(Dataset entries)

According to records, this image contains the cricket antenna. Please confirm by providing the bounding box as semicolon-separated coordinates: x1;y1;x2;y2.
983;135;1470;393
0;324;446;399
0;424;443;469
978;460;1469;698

WHAT YOU WILL DO -
Your answer must be an exact transcription of every record above.

RESULT OF THE EXERCISE -
According to records, this image contains the cricket antenna. Please confirm by providing the bounding box as semicolon-separated coordinates: x1;y1;x2;y2.
983;135;1470;393
0;324;446;399
0;424;443;469
978;460;1469;698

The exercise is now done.